◆ Given records
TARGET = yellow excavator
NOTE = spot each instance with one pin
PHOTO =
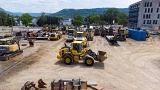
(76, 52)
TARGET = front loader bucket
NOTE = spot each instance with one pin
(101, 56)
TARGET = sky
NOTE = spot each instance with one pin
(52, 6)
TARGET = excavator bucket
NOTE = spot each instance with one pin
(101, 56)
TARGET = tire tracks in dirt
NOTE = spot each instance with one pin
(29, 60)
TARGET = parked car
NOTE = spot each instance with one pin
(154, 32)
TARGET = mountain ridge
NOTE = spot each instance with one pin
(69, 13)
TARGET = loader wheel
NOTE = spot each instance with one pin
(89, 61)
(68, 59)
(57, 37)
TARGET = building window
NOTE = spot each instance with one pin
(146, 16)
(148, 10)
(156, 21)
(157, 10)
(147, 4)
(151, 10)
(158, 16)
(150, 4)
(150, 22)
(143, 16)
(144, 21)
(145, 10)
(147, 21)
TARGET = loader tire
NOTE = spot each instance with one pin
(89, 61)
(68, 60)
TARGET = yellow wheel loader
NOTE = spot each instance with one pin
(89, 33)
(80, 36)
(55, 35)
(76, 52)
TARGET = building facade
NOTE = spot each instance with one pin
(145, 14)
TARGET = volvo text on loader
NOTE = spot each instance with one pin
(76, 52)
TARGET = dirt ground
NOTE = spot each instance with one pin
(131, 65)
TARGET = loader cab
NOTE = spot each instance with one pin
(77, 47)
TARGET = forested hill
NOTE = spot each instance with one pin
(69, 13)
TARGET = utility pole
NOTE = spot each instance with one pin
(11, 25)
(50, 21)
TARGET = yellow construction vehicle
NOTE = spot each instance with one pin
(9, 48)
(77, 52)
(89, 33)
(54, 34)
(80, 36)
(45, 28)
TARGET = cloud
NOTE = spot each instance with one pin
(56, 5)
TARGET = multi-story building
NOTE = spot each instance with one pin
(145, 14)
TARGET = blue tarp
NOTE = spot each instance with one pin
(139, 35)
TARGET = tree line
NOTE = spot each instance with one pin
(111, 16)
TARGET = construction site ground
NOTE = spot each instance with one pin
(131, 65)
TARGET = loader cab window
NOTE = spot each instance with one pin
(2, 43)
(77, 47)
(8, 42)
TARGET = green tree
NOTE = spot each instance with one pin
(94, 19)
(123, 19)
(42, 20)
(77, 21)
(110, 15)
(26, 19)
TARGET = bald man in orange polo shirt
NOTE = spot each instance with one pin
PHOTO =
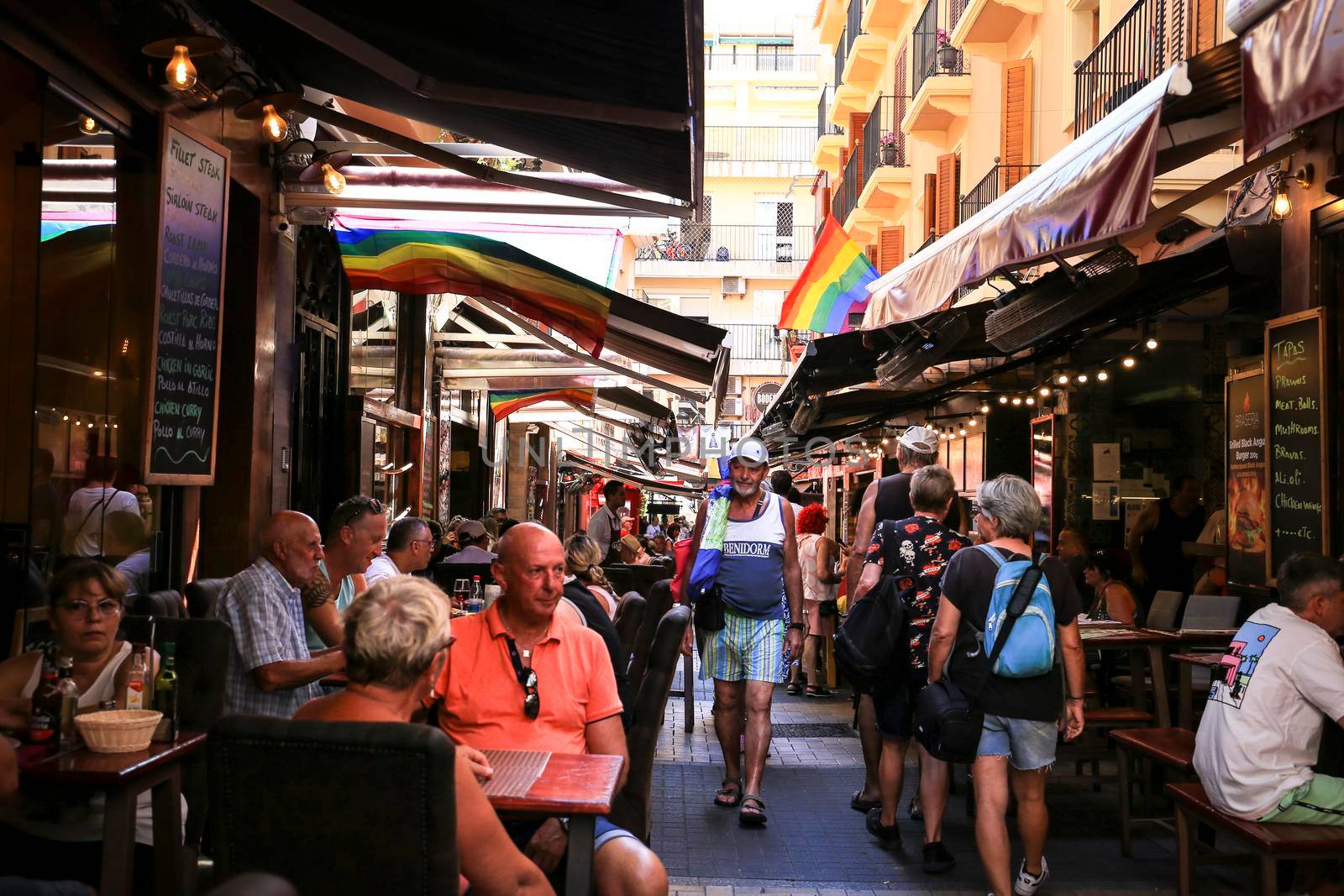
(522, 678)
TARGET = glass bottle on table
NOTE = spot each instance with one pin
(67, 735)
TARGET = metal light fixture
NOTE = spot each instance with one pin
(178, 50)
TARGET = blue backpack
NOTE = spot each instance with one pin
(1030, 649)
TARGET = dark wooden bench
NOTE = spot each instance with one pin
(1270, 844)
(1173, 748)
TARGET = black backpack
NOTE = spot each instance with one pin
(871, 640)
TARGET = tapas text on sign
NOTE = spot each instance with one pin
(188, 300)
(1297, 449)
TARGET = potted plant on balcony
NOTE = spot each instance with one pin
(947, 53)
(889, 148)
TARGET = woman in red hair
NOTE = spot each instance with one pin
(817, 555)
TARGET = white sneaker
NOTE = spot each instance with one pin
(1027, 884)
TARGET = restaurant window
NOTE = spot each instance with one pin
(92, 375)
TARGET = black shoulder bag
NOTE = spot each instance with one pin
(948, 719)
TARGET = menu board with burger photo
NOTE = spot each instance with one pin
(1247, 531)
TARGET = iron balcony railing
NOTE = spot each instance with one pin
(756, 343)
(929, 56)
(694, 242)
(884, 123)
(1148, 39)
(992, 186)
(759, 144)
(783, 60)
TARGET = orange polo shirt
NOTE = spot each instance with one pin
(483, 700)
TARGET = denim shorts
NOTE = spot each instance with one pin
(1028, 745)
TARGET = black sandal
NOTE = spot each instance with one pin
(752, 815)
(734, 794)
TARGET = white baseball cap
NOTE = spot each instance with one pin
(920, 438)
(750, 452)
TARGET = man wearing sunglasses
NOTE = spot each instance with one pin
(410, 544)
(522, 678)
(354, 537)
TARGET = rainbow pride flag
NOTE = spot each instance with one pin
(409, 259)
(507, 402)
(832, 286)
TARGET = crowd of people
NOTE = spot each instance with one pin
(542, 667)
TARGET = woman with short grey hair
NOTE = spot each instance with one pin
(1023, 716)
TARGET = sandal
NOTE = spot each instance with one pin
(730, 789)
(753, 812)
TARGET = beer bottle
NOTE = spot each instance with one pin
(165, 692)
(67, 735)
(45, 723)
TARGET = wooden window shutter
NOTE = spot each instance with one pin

◆ Task prompt
Print out every entry above without changing a word, and leave out the pictures.

◆ Answer to this problem
TARGET = yellow excavator
NOTE = spot each instance with one pin
PHOTO =
(76, 52)
TARGET = front loader bucket
NOTE = spot each instance with one pin
(101, 56)
TARGET = sky
NOTE = spot each instance with one pin
(52, 6)
TARGET = excavator bucket
NOTE = spot each instance with one pin
(101, 56)
TARGET = tire tracks in dirt
NOTE = spot each instance with one pin
(29, 60)
TARGET = parked car
NOTE = spot each instance with one pin
(154, 32)
TARGET = mountain ridge
NOTE = spot each instance with one pin
(69, 13)
TARGET = loader wheel
NOTE = spot each instance with one pin
(89, 61)
(68, 59)
(57, 37)
TARGET = building window
NOTE = spot each instance with one pin
(146, 16)
(148, 10)
(156, 21)
(157, 10)
(147, 4)
(151, 10)
(158, 16)
(150, 4)
(150, 22)
(143, 16)
(144, 21)
(145, 10)
(147, 21)
TARGET = loader tire
NOTE = spot each instance with one pin
(89, 61)
(68, 60)
TARGET = yellow wheel loader
NOTE = spot each instance with one pin
(89, 33)
(80, 36)
(55, 35)
(76, 52)
TARGET = building facade
NOTE = spot each instance with one pin
(145, 14)
TARGET = volvo text on loader
NOTE = spot each instance with one pin
(76, 52)
TARGET = dirt ground
NOTE = spot each instance with one pin
(131, 65)
TARGET = loader cab
NOTE = spot each instance with one pin
(77, 47)
TARGET = forested hill
NOTE = spot each instance with one pin
(69, 13)
TARGET = utility pole
NOTE = spot each instance with one pin
(11, 25)
(50, 21)
TARGET = yellow construction vehicle
NOTE = spot each instance with one pin
(9, 48)
(77, 52)
(89, 33)
(54, 34)
(80, 36)
(45, 28)
TARGET = cloud
NOTE = spot each instance with one pin
(56, 5)
TARGET = multi-story building
NOTE = spot each instance with one pin
(145, 14)
TARGET = blue tarp
NOTE = spot each instance with one pin
(139, 35)
TARGET = tree line
NOTE = spot each instance with one pin
(111, 16)
TARGET = construction site ground
NOTE = spot each instance with one pin
(131, 65)
TARGET = loader cab window
NOTE = spot each instance with one pin
(2, 43)
(77, 47)
(8, 42)
TARGET = green tree
NOTE = spot each instance with one pin
(94, 19)
(123, 19)
(42, 20)
(77, 21)
(110, 15)
(26, 19)
TARGET = bald man in orange polo shirt
NOTE = spot each instance with one pin
PHOTO =
(522, 678)
TARGET = glass bottle on table
NOTE = spot each instance with one pin
(67, 735)
TARGET = metal light fixture
NOTE = spot each instance with one pin
(178, 50)
TARGET = blue backpack
NOTE = spot each instance with one pin
(1030, 649)
TARGET = dark wooden bench
NOTE = spot each instance with one pin
(1270, 844)
(1173, 748)
TARGET = black backpack
NOTE = spot each instance with one pin
(871, 640)
TARGET = tapas text on sign
NOTE = spot each instance with one pin
(188, 300)
(1297, 449)
TARGET = potted plant on balcony
NOTE = spot each instance with one pin
(947, 53)
(889, 148)
TARGET = woman in red hair
NOTE = spot each instance with one pin
(817, 555)
TARGET = white sneaker
NOTE = spot each instance with one pin
(1027, 884)
TARGET = restaurant window
NOTE = spot each instance with one pin
(92, 375)
TARGET = black shoulder bag
NOTE = spot each instance with one pin
(948, 719)
TARGET = menu board with burger photo
NOTE = spot each instance with one pin
(1247, 531)
TARGET = iron balcony railing
NOTE = spot each instance with one pin
(756, 343)
(929, 56)
(694, 242)
(884, 123)
(1148, 39)
(992, 186)
(759, 144)
(783, 60)
TARGET = orange polo shirt
NOTE = spot each instance with one pin
(483, 700)
TARGET = denim shorts
NOTE = spot each instance with one pin
(1028, 745)
TARGET = black sandal
NOTE = spot each instance with one pin
(752, 815)
(734, 794)
TARGET = white baseball cap
NOTE = spot each instance with one pin
(920, 438)
(750, 452)
TARGET = man wearing sunglasses
NOTE = spot each instance with one pin
(410, 544)
(522, 678)
(354, 537)
TARGET = rainbow pride flag
NOTE = spot each instance with one pin
(409, 259)
(507, 402)
(832, 286)
TARGET = crowd of people
NOTE = spot each instance with one pin
(542, 667)
TARGET = woman with short grey hair
NOTE = spot each instance with one pin
(1023, 716)
TARGET = sandal
NOTE = spot each instance with one pin
(730, 789)
(753, 812)
TARGET = beer bottle
NOTE = spot each instance with one pin
(165, 692)
(67, 735)
(45, 723)
TARGET = wooden window shutter
NOTE = spot each instance with one pin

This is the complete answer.